** start of Extracted text **

Single by Cash Cash featuring Fitz and the Tantrums

from the album Blood, Sweat & 3 Years
- Released: June 17, 2016
- Length: 3:18
- Label: Big Beat; Atlantic;
- Songwriters: Samuel Frisch; Jean Paul Makhlouf; Alex Makhlouf; Michael Fitzpatrick;
- Producer: Cash Cash

Cash Cash singles chronology
| "Millionaire" (2016) | "Broken Drum" (2016) | "Matches" (2017) |

Fitz and the Tantrums singles chronology
| "HandClap" (2016) | "Broken Drum" (2016) | "Roll Up" (2016) |

Music video
- "Broken Drum" on YouTube

= Broken Drum =

"Broken Drum" is a song by American electronic music group Cash Cash. The song was released on June 17, 2016, as the fourth and final single from their fourth studio album Blood, Sweat & 3 Years. It features guest vocals from Michael Fitzpatrick from Fitz and the Tantrums.

The song peaked at number 44 on the US Hot Dance/Electronic Songs chart and reached the Russia Radio Airplay chart at number 120.

** end of Extracted text **

Problem to work on: Can you quote the "Broken Drum" article word for word between "Music video" and "at number 120.", inclusive?

** start of Data supplied **

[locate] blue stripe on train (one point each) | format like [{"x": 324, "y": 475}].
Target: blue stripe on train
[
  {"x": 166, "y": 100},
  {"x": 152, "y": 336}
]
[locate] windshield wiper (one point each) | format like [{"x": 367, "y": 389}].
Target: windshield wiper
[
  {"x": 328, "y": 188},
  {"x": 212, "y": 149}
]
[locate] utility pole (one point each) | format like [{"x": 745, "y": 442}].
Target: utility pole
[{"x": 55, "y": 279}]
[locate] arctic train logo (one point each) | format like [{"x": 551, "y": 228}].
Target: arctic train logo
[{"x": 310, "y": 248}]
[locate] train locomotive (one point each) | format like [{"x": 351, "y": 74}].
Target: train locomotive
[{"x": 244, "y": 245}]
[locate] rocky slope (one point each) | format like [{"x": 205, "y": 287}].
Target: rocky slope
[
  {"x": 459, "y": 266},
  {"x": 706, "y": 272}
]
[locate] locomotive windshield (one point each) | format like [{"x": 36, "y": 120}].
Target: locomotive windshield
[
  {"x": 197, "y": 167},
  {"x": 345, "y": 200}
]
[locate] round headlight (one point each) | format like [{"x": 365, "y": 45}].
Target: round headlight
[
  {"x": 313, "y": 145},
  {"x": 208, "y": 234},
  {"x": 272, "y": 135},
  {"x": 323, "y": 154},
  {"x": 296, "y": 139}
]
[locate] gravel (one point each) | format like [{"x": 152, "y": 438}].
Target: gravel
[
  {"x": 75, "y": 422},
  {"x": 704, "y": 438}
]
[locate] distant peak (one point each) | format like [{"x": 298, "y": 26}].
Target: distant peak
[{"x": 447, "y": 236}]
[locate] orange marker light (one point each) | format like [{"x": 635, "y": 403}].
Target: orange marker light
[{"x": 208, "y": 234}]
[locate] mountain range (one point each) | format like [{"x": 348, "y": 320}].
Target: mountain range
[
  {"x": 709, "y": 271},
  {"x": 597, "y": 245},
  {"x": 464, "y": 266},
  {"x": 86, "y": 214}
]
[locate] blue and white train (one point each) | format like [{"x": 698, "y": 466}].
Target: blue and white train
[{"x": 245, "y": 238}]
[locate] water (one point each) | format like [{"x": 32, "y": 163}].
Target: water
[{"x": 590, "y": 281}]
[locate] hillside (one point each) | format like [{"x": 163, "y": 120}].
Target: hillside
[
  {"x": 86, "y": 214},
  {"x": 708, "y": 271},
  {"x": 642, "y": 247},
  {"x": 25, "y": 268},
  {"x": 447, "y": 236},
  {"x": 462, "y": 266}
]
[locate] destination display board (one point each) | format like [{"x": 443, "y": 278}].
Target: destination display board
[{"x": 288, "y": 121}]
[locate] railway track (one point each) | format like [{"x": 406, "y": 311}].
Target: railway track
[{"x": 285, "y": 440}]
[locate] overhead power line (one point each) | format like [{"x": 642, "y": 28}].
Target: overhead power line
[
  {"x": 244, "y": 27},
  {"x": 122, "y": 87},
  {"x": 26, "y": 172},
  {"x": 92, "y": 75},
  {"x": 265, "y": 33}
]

** end of Data supplied **

Expected output:
Music video
- "Broken Drum" on YouTube

= Broken Drum =

"Broken Drum" is a song by American electronic music group Cash Cash. The song was released on June 17, 2016, as the fourth and final single from their fourth studio album Blood, Sweat & 3 Years. It features guest vocals from Michael Fitzpatrick from Fitz and the Tantrums.

The song peaked at number 44 on the US Hot Dance/Electronic Songs chart and reached the Russia Radio Airplay chart at number 120.